• _TASK DIRECTIONS_
Reproduce every line of the data below, requests included, adding -21 to each x and y coordinate in the answer points but leaving the requests and their format samples unchanged. Omit the picture lines.

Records
___

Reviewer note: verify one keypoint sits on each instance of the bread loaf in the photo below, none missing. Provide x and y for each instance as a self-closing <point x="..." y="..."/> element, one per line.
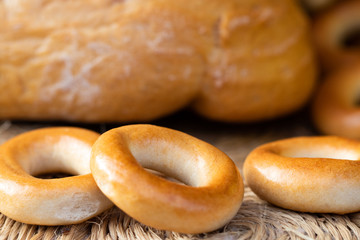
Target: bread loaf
<point x="136" y="60"/>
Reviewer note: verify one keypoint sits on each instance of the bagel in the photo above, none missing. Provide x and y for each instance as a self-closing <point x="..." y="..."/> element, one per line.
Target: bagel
<point x="330" y="32"/>
<point x="214" y="189"/>
<point x="140" y="60"/>
<point x="317" y="5"/>
<point x="61" y="201"/>
<point x="307" y="174"/>
<point x="336" y="109"/>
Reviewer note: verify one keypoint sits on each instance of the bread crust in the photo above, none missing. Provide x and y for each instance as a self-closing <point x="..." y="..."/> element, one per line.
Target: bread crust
<point x="103" y="61"/>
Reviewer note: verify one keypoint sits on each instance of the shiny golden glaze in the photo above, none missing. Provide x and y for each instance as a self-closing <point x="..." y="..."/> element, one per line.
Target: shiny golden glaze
<point x="49" y="201"/>
<point x="308" y="174"/>
<point x="336" y="109"/>
<point x="214" y="189"/>
<point x="106" y="60"/>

___

• _FULL ANSWER_
Reviewer note: verify one keypoint sits on each instance of the bread loaf in the photo below, none missing. Provide x and y for each instance as a self-closing <point x="..." y="..."/> element, one per line.
Target: bread loaf
<point x="115" y="39"/>
Reviewer note: verify one keypoint sits on each instance of the bagel in the photo above, none missing. Provide x and y for each instance as a self-closing <point x="..." y="..."/> element, one per line.
Target: bagel
<point x="309" y="11"/>
<point x="193" y="168"/>
<point x="119" y="39"/>
<point x="296" y="-16"/>
<point x="40" y="180"/>
<point x="286" y="153"/>
<point x="315" y="88"/>
Reviewer note: verify one keypoint sits on each instance of the bread crust in the photo above, none missing. Provide x and y for each instance as a self-closing <point x="..." y="..."/> element, one per line.
Target: bread crust
<point x="82" y="40"/>
Reviewer note: verify one keypoint sits on each instance of the shiny golden glaze in the photo above, none missing. Provide x and y for each instance as a self-closing <point x="..." y="..."/> element, one per line.
Target: shiny golden glaze
<point x="28" y="180"/>
<point x="287" y="153"/>
<point x="315" y="88"/>
<point x="193" y="168"/>
<point x="85" y="39"/>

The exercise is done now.